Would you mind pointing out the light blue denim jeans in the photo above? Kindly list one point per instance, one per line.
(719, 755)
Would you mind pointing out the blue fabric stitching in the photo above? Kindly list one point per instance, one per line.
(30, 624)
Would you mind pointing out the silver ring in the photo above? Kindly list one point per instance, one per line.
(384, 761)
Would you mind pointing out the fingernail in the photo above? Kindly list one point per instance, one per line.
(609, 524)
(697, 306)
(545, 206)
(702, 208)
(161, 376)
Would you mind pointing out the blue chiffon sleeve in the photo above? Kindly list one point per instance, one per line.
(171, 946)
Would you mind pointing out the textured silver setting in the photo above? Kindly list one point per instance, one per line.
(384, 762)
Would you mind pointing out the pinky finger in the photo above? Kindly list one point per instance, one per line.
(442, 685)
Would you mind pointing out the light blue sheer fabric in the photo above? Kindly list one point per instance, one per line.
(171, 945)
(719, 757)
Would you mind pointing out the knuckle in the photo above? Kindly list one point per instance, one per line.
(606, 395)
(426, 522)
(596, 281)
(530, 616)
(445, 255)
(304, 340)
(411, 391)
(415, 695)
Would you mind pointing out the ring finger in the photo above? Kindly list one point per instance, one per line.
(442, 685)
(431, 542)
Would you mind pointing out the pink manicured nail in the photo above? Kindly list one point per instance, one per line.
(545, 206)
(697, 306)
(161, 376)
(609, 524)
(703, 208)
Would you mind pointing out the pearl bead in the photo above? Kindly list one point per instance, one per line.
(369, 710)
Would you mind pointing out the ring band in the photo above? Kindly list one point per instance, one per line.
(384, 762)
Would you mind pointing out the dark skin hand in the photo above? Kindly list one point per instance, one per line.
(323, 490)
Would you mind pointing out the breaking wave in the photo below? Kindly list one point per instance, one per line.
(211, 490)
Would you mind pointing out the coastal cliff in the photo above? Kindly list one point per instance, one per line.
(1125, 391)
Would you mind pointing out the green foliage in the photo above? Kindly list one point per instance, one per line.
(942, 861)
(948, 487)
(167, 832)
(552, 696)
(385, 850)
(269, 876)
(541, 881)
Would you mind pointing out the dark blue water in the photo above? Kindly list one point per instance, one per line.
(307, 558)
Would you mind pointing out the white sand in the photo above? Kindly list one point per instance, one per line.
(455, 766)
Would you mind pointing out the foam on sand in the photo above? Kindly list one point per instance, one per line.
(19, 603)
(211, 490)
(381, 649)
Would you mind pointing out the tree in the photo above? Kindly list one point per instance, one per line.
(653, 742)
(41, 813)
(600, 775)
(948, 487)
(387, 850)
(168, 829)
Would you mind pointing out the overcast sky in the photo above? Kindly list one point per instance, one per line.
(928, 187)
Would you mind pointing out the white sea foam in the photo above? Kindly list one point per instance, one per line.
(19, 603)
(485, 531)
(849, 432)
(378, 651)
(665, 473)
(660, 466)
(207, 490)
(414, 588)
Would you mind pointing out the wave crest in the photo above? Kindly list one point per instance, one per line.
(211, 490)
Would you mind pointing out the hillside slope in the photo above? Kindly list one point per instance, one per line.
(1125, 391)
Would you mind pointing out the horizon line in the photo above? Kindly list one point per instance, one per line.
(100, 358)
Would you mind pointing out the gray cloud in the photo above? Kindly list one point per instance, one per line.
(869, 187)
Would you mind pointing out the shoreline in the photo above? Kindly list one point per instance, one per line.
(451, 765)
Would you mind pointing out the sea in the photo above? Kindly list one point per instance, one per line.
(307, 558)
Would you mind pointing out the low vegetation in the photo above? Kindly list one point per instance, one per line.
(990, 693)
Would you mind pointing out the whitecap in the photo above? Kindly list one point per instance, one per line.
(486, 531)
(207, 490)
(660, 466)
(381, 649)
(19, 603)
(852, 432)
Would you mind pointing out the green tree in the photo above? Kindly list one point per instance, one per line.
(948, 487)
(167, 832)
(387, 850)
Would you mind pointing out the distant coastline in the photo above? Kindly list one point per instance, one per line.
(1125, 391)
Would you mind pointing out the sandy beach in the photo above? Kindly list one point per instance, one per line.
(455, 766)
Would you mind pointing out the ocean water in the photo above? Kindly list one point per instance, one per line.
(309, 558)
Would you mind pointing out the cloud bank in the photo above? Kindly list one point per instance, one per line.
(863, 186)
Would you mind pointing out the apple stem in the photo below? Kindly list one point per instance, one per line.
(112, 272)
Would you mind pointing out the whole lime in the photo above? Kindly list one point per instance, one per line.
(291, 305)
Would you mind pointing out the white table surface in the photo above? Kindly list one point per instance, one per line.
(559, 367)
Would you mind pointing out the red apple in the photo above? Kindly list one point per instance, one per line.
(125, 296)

▸ **Exercise goal**
Reproduce the records word for word.

▸ **Complete answer**
Would you mind pointing out the light blue denim jeans in the photo above? Kindly list one point per instance, one per line.
(719, 755)
Would you mind pointing out the blue fabric stitching in the photo above? Kindly list one point per instance, one per line.
(30, 624)
Would you mind pointing out the silver ring in the photo above? Kindly list one point per instance, one per line.
(384, 761)
Would you mind pointing out the fingernail in the photo above? Kindly list one point per instance, one per line.
(609, 524)
(697, 306)
(545, 206)
(702, 208)
(161, 376)
Would you mind pointing out the blue chiffon sleeve in the photo above? Kindly list one point per instance, one per line.
(171, 946)
Would you mind pointing out the textured silver setting in the photo above? Kindly list one point per instance, one per line.
(384, 762)
Would you mind pointing out the pinky finger in the photo above? Kindly list one point per instance, one per line.
(442, 685)
Would you mind pointing out the light blue sheer fabric in the photo above? Kindly list one point per instance, one per line.
(171, 945)
(719, 757)
Would you mind pointing out the knuckle in the photo above? Kindly list one point per instance, one per line.
(606, 395)
(426, 522)
(596, 281)
(530, 616)
(445, 255)
(304, 340)
(411, 391)
(415, 695)
Would you mind pointing out the ring finger in the photo above? Kindly list one point per instance, one per line.
(442, 685)
(431, 542)
Would you mind pointing out the pink manicured nail in the photo above? Kindly list one point per instance, one per line.
(545, 206)
(697, 306)
(161, 376)
(609, 524)
(703, 208)
Would you mind pointing out the pearl bead in the photo above? Kindly list one point per instance, one per line.
(369, 710)
Would you mind pointing out the ring band in the photo above? Kindly list one point per instance, one per line.
(384, 762)
Would you mind pointing out the dark skin hand in the photo above? Kindly list one point per instance, one per line.
(323, 490)
Would you mind pointing out the breaking wave in the photo below? Kindly list one point per instance, one per line.
(211, 490)
Would you mind pointing out the coastal cliff in the photo above? Kindly list one point per instance, one per line.
(1125, 391)
Would you mind pointing out the green foliage in the photo above? Kindly list one point per instance, one per line.
(942, 861)
(948, 487)
(167, 832)
(552, 696)
(385, 850)
(269, 876)
(541, 881)
Would you mind pointing out the dark blue water in the photo above? Kindly list one point per instance, one per line.
(307, 558)
Would you mind pointing out the white sand in the photo above? Kindly list one point per instance, one per line.
(455, 766)
Would you mind pointing out the foam on sand in the photo above? Kindly list one point per instance, one per line.
(19, 603)
(211, 490)
(381, 649)
Would you mind pointing out the tree in the photo above? Kindly list one point per instance, one per line.
(653, 742)
(41, 813)
(600, 775)
(948, 487)
(387, 850)
(168, 829)
Would you mind pointing out the overcast sky in the photo above? Kindly list one point per instance, one per line.
(928, 187)
Would you mind pointing out the white sea foam in the photo above? Kindly list one point per instance, one per line.
(19, 603)
(485, 531)
(849, 432)
(378, 651)
(665, 473)
(660, 466)
(207, 490)
(414, 588)
Would you mind pointing out the wave crest in the photo above? Kindly list one point per instance, one per line.
(211, 490)
Would you mind pointing out the hillside slope in the photo above? Kindly list one point per instance, one per line.
(1125, 391)
Would you mind pointing out the horizon line in the photo above? Kindly list one point per instance, one per line.
(100, 358)
Would you mind pointing out the gray cloud in the photo above? Kindly list one point per instance, one per line.
(869, 187)
Would you mind pointing out the shoreline in the photo above? Kindly list one point per instance, one per line.
(451, 765)
Would you mind pointing out the sea in the photo above? Kindly list one point per instance, one per line.
(307, 558)
Would you mind pointing out the low vegetation in the photo above? Kindly list one point per instance, one per line.
(990, 693)
Would you mind pointing out the whitecap in the photo above? Kindly list one point per instance, one per line.
(486, 531)
(207, 490)
(660, 466)
(381, 649)
(19, 603)
(852, 432)
Would you mind pointing out the green tree in the photo above? Kindly list one point per instance, one per line.
(948, 487)
(167, 832)
(387, 850)
Would you mind pointing out the distant coastline in the photo above? Kindly list one point per instance, one per line.
(1125, 391)
Would you mind pointing out the sandy beach in the photo above? Kindly list one point per instance, one per line.
(455, 766)
Would you mind pointing out the ocean water in the photo above? Kindly list one point per instance, one per line.
(309, 558)
Would you mind pointing out the cloud bank in the photo above? Kindly list one point per instance, one per line.
(863, 186)
Would you mind pointing out the apple stem in the photo below? Kindly list one point per instance, one per line.
(112, 272)
Would you mind pointing out the whole lime in the photo above? Kindly list one point per instance, one per line.
(291, 305)
Would you mind pointing out the white table surface in the photo above? Kindly list one point per instance, one per line.
(559, 367)
Would you mind pointing out the red apple in the photo above? Kindly list one point per instance, one per line.
(125, 296)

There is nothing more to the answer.